Le cinéma québécois s'est fait un devoir de mémoire de faire un retour régulier sur son passé depuis sa « renaissance » publique il y a une quinzaine d'années. S'affranchissant de ces films de commande des premiers temps qui étaient adaptés de grandes histoires d'antan (Le Survenant, Aurore), on commence à voir poindre de véritables visions d'auteurs, de créateurs, qui utilisent leur art. Des réalisateurs qui utilisent leur renommée et leur style pour parler de moments importants de leur vie, donnant souvent dans l'autobiographique, en souhaitant (ou espérant) qu'une majorité de spectateurs y trouve son compte niveau nostalgie. Et 1981, l'année, est une période historique idéale pour l'humour de Ricardo Trogi.
En 1981, le jeune Ricardo Trogi a 11 ans. Alors qu'il vient d'emménager dans une nouvelle maison de Ste-Foy avec ses parents et sa soeur, Ricardo doit aussi intégrer une nouvelle école où la plupart de ses camarades vivent dans une famille riche. Il fait la connaissance de la belle Anne Tremblay, la meilleure élève de la classe. Afin de mieux s'intégrer au groupe, plus particulièrement à celui des K-Way rouges, Ricardo décide de devenir menteur.
Le jeune Jean-Carl Boucher, qui l'incarne à l'écran, relève efficacement un immense défi - il est de pratiquement toutes les scènes - et donne au petit Ricardo le charisme nécessaire pour qu'il soit un fier représentant de toute l'enfance. Les personnages qui l'entourent, de sa professeure compréhensive à sa mère dévouée, sont également assez riches, même s'ils ne servent qu'à faire avancer le récit. Certaines références anachroniques ne vont pas plus loin que leur petit « punch » mais sont fort bien trouvées, et Trogi insuffle au film tout son dynamisme et son sens de l'humour.

### Consigne
Recopiez le passage de la critique qui commence par les mots contenant « En 1981, le » et se termine par « de devenir menteur. », en changeant « K-Way rouges » en « K-Way bleus ». Appuyez-vous uniquement sur la critique.

### Listing
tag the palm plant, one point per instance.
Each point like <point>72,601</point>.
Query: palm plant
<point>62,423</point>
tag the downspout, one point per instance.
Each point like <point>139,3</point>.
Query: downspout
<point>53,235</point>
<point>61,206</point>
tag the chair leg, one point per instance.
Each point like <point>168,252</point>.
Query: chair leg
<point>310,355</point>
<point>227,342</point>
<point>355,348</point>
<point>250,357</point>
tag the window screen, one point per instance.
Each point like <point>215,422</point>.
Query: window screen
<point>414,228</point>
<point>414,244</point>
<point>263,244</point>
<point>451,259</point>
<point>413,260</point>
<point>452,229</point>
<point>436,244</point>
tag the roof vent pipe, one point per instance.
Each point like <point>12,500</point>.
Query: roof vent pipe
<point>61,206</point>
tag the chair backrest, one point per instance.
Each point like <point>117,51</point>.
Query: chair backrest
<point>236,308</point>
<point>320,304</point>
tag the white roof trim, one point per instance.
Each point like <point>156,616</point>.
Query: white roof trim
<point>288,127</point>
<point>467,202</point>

==

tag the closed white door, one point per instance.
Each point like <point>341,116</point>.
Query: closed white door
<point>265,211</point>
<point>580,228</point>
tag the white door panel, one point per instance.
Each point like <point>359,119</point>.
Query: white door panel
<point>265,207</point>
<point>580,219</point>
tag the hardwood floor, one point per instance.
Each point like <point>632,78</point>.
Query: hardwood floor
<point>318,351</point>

### Solution proposée
En 1981, le jeune Ricardo Trogi a 11 ans. Alors qu'il vient d'emménager dans une nouvelle maison de Ste-Foy avec ses parents et sa soeur, Ricardo doit aussi intégrer une nouvelle école où la plupart de ses camarades vivent dans une famille riche. Il fait la connaissance de la belle Anne Tremblay, la meilleure élève de la classe. Afin de mieux s'intégrer au groupe, plus particulièrement à celui des K-Way bleus, Ricardo décide de devenir menteur.